## TRECHO DO DOCUMENTO:
▬▬▬

Uma das referências da cultura ballroom em Salvador é a Manifesto Bruxaria, festa que nasceu em 2019 com o nome Manifesto das Bruxas Queimadas e, como o próprio nome indica, é uma explosão de grupos que só queriam se sentir representados e felizes. Na próxima terça-feira (1), a Manifesto, ou simplesmente Mani, como é carinhosamente chamada por suas produtoras e frequentadoras, completa três anos com a Freak Chic Ball.

A noite especial comemora o Halloween no Cine Teatro Solar Boa Vista e vai contar com o público se jogando na pista de dança, uma variedade de looks e fantasias, premiações e muita alegria.

“A Manifesto surge dessa junção de pessoas, artistas que estão no cenário disrupitivo, alternativo, LGBTQIA+, que se preocupa com temas antirracistas e que fazem com que a gente se expresse de forma livre, sem opressão. A gente queria estar confortável e assim fizemos”, diz a DJ Karmaleoa, uma das produtoras da festa criada por ela e pelo fotógrafo Matheus Thierry.

▬▬▬

## SEU OBJETIVO:
Dê sequência ao texto sobre a festa Manifesto Bruxaria, começando logo após a última frase apresentada. As linhas que vêm em seguida não são necessárias.

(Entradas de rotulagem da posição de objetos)
▬▬▬

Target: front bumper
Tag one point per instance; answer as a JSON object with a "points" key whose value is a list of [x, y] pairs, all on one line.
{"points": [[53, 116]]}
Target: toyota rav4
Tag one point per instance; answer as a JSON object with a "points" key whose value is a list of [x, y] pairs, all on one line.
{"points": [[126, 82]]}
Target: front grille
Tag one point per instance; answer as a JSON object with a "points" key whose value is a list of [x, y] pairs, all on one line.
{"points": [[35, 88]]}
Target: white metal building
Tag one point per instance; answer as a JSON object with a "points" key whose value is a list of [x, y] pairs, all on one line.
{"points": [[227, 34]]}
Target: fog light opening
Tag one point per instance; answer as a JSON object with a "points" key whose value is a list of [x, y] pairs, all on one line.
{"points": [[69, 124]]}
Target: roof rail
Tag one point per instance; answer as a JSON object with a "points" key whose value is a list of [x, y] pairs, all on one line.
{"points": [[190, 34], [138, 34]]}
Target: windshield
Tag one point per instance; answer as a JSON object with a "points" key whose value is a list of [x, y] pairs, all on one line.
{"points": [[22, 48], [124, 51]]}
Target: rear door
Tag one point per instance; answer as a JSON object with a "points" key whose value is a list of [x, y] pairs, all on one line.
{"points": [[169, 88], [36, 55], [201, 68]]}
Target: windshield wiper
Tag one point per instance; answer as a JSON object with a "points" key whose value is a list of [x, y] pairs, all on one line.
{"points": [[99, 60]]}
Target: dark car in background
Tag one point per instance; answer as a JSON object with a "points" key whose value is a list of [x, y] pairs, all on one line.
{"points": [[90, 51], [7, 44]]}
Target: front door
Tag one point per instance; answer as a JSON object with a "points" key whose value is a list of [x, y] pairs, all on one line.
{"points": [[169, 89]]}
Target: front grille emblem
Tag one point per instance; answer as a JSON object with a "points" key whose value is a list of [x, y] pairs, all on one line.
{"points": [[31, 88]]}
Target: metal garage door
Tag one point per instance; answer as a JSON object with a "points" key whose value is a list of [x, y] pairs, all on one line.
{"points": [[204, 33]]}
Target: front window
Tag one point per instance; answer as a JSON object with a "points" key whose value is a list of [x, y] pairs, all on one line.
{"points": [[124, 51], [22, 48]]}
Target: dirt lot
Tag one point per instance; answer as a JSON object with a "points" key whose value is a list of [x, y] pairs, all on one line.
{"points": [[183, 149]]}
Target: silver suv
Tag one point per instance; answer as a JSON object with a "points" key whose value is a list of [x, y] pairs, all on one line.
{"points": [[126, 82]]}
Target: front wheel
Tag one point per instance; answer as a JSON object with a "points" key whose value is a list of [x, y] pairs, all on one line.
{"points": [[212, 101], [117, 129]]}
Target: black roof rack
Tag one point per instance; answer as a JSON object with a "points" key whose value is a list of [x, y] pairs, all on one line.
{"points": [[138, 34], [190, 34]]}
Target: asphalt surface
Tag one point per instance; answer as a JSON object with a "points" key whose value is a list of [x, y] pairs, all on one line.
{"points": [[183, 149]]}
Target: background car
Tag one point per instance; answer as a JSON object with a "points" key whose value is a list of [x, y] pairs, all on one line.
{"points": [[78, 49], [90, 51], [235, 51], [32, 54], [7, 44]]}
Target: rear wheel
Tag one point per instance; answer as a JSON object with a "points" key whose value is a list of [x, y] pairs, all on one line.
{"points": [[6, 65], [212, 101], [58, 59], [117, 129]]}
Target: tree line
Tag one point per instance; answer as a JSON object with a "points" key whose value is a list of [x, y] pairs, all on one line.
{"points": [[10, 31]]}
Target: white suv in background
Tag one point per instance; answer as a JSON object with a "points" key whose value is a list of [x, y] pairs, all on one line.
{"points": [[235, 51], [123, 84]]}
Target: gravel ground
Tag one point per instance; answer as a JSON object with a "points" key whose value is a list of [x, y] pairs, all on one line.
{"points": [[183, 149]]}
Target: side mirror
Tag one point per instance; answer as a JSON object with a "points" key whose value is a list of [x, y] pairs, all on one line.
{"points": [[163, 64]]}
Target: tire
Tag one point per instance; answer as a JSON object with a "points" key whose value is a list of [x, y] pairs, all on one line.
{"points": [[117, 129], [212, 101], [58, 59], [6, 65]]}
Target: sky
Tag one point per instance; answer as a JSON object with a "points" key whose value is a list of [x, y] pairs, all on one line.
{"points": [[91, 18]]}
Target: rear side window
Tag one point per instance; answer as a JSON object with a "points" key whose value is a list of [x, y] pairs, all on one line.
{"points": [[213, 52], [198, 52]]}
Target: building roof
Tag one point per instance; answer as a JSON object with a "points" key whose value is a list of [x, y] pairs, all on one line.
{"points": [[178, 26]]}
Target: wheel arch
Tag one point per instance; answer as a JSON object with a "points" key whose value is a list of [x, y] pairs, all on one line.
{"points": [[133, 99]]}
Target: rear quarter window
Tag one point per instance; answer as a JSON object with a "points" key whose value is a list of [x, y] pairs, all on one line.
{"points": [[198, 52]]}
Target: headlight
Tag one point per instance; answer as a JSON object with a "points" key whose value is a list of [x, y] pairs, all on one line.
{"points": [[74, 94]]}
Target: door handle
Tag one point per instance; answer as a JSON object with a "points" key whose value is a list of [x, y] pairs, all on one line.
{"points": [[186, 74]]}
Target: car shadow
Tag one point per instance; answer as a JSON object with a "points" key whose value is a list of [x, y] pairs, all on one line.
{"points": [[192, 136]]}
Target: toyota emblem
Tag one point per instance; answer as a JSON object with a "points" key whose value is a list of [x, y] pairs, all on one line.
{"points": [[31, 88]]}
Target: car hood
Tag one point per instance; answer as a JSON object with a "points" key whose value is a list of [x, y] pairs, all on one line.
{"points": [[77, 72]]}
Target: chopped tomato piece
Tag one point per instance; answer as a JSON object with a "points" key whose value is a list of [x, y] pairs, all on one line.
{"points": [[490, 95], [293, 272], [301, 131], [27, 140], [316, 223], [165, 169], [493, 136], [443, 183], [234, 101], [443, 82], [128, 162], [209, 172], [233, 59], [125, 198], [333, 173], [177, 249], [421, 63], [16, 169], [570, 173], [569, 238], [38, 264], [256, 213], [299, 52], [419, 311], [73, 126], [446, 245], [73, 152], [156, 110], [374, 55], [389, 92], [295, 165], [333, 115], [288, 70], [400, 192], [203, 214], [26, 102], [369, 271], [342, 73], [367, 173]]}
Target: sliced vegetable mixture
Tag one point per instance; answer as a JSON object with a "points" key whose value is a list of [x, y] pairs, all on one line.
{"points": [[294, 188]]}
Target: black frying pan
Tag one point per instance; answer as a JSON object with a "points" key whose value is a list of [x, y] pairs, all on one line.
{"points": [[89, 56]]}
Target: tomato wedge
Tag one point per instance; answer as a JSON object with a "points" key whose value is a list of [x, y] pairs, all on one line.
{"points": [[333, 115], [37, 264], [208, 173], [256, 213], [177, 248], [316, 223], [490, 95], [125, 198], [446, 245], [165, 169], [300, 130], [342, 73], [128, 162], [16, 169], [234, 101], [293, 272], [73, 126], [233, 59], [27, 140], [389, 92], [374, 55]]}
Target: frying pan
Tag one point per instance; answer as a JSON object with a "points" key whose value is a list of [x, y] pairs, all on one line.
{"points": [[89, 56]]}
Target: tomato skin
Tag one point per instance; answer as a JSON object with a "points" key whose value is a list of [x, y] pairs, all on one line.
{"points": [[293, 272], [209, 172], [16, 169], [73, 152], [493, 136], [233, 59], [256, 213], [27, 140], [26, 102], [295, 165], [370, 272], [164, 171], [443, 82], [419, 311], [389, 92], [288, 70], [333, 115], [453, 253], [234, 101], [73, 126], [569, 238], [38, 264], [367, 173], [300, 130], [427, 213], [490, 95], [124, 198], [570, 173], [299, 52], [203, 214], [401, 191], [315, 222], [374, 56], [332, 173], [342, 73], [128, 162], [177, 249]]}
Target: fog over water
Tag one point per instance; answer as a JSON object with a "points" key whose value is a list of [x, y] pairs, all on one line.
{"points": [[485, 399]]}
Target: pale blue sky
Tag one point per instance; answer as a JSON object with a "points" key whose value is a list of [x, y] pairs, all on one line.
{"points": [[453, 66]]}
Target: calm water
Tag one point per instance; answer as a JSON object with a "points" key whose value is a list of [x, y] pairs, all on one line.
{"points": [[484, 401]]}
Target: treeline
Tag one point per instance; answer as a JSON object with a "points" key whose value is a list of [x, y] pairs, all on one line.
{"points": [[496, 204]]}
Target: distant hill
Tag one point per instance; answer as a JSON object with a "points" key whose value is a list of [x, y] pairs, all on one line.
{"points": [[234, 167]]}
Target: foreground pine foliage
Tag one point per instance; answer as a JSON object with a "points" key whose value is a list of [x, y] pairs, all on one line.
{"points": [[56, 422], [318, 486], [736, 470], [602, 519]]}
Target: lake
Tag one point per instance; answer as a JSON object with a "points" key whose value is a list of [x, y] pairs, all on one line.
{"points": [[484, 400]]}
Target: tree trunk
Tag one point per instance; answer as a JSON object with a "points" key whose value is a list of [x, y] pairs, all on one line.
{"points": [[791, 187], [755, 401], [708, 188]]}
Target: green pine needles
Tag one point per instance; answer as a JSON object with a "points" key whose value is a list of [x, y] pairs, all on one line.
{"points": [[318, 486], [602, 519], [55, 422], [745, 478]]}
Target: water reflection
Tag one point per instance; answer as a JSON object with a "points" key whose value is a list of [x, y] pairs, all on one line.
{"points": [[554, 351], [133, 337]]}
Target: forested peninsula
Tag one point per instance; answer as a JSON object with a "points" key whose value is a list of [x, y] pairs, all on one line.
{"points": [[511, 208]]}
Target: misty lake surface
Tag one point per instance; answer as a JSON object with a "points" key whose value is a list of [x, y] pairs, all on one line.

▬▬▬

## RESPOSTA:
Em sua 18ª edição, a festa homenageará Malayka SN, MC da noite e idealizadora do baile, que completa 8 anos de carreira, e trará também a drag soteropolitana Sfat Auermann.  Ícone punk e referência no estilo cyber drag e androginismo, Sfat já passou por diversos programas de TV desde os anos 80 e chegou a se apresentar para Madonna em um festa particular durante turnê da diva pop no Brasil.

 “Vamos viver essa noite de bruxarias com muito house, disco, techno, música eletrônica, baiana, brasileira e muitas outras delícias”, diz Karmaleoa.  Além dela, a festa terá o artista Kay Okan, com seu set especial de afrobeat, house e disco;  Adriana Prates,  que retorna para Salvador participando dessa edição com um set de house music; e Shankar, performer que entrega muita energia, pintura e dominação de fogo.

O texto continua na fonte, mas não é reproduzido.